§ Task list:
A) In the protein folding overview, reproduce word for word the passage from "The following figure shows" up to and including "of protein studies.".
B) Translate this sentence from the protein folding overview into Spanish: "The general PRM methodology is to construct a roadmap to capture important features of protein conformation space and energy landscape."

§ Page excerpt:
--- START ---

Overview of My Work on Protein Folding

In collaboration with my chemist colleague, Prof. Sharon Huo, my recent research on protein folding focuses on developing and applying various graph-based approaches for the study of protein conformations and folding pathways. We have achieved important improvements over earlier methods and obtained insightful results for the proteins under study.

One aspect of our work on algorithms is built upon the probabilistic roadmap methods (PRM), which were originally developed for robot motion planning problems and have been very successful in tackling many difficult problems including some in protein folding. The general PRM methodology is to construct a roadmap to capture important features of protein conformation space and energy landscape. In turn, rich thermodynamic and kinetic information can be extracted from the roadmap and further analyzed by graph-based tools. The construction of a roadmap involves the generation of nodes for conformations and edges for direct transitions between neighboring conformations.  The following figure is a schematic representation of the PRM approach applied to the Muller potential, showing the roadmap nodes (as black dots), edges (as blue lines) and the shortest path (in red) between two potential energy minima.

We have developed our MaxFlux-PRM method to incorporate the maximum flux principle into the PRM framework and adopt several innovative techniques to address the conformation space sampling, roadmap connection, and numerical precision issues, which are important for the computational efficiency and the quality of roadmaps and folding pathways. The shortest path as found in our roadmap maximizes an estimate of the reactive flux, or equivalently minimizes the mean first passage time (MFPT), at a given temperature. The computation results in our preliminary studies are very promising and in good consistency with theoretical analysis and experimental evidence.

The following figure illustrates information of the folding path of engrailed homeodomain (EnHD) (PDB entry: 1ENH (25)) found by our algorithm:  (a)-- effective energy (potential energy plus solvation free energy), radius of gyration (Rg), and the Ca RMSD with respect to the native state as a function of the folding steps, and (b)--representative conformations (a–f) along the folding path with (d) showing the superposition of the conformations from step 29 to 32. H1-H3 denotes the three helices.

Another aspect of our work is on applying graph algorithms in the analysis and information extraction of computation data, generated through PRM methods and/or other ones.   For example, we recently used the Max-Flow formulation and algorithm to study the transitions encoded in molecular dynamics (MD) simulation data of b-hairpin and human transthyretin peptide (TTR (105-115)) dimer.  The central data structure in this work is the minimum cut tree, also called TRansition Disconnectivity Graph (TRDG), which represents the minimum cut  values among all node pairs of a graph (e.g. based on MD data in our case).  The TRDG of TTR peptide dimer is shown below. The free energy surface indicates, among other things, that both parallel and anti-parallel aggregates are populated. Further, parallel aggregates with different alignment patterns are separated by non-negligible free energy barriers.

The following figure shows some example pathways of the TTR peptide that connect the antiparallel and parallel aggregates. The paths are numbered from I to III, and the conformations along the path are numbered from 1 to 9.

Part of our ongoing research is on the development and adaptation of various graph generation and analysis methods that explore the rich information encoded in the computation data of protein studies.

--- END ---

§ Records supplied:
--- START ---

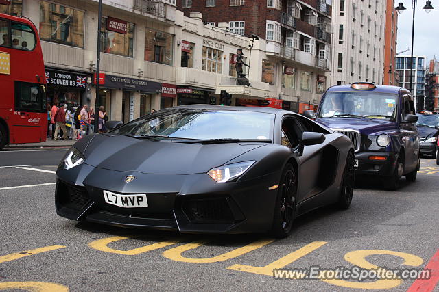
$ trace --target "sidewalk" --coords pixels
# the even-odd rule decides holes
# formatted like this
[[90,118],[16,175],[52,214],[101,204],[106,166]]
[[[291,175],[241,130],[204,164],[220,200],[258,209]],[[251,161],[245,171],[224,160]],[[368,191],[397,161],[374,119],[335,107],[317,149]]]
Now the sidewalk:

--- END ---
--- START ---

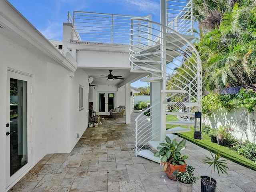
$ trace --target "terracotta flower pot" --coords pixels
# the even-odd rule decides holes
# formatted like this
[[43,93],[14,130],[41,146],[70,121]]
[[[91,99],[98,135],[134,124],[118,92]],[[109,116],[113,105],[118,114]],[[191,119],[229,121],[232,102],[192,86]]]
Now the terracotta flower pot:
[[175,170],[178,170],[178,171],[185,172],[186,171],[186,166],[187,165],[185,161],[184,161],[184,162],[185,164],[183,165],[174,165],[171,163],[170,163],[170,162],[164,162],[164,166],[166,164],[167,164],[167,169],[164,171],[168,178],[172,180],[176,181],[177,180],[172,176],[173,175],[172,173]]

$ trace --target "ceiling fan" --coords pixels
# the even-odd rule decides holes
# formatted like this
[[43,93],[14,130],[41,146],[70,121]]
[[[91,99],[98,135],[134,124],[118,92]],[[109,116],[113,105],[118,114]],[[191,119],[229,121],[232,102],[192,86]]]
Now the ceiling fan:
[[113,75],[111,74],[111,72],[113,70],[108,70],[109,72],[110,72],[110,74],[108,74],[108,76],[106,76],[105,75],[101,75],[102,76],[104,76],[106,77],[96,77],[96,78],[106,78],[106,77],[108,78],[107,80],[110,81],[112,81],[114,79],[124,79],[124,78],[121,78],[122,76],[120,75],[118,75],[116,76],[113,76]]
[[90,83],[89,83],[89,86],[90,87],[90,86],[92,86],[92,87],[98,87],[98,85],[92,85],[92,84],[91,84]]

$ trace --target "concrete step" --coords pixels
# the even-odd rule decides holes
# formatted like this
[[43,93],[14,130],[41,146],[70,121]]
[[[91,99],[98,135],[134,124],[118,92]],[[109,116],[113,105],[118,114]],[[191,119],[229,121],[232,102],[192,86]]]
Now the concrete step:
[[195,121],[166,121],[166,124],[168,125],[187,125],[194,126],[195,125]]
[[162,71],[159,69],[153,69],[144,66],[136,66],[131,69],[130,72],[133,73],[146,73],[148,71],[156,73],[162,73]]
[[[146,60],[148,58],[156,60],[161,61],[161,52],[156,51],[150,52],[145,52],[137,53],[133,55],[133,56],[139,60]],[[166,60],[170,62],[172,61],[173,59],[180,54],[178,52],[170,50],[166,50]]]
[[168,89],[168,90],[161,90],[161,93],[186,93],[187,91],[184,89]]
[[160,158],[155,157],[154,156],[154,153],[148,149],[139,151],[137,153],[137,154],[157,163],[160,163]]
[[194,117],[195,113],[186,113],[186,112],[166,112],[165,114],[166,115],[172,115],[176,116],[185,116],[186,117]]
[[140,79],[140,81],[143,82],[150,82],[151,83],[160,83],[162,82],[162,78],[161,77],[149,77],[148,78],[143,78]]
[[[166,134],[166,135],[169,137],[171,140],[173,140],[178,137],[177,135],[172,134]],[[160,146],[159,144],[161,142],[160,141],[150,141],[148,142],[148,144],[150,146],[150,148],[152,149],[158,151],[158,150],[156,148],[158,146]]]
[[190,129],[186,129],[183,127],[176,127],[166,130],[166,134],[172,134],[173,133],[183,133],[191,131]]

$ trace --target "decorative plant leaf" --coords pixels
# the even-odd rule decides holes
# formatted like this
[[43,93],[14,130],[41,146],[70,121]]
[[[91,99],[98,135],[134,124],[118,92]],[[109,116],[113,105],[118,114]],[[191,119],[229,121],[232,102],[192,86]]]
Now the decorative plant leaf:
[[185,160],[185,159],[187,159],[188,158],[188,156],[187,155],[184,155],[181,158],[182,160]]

--- END ---

§ Results of the tasks:
A)
The following figure shows some example pathways of the TTR peptide that connect the antiparallel and parallel aggregates. The paths are numbered from I to III, and the conformations along the path are numbered from 1 to 9.

Part of our ongoing research is on the development and adaptation of various graph generation and analysis methods that explore the rich information encoded in the computation data of protein studies.

B) La metodología general de PRM consiste en construir un mapa de rutas que capture características importantes del espacio conformacional de las proteínas y del paisaje energético.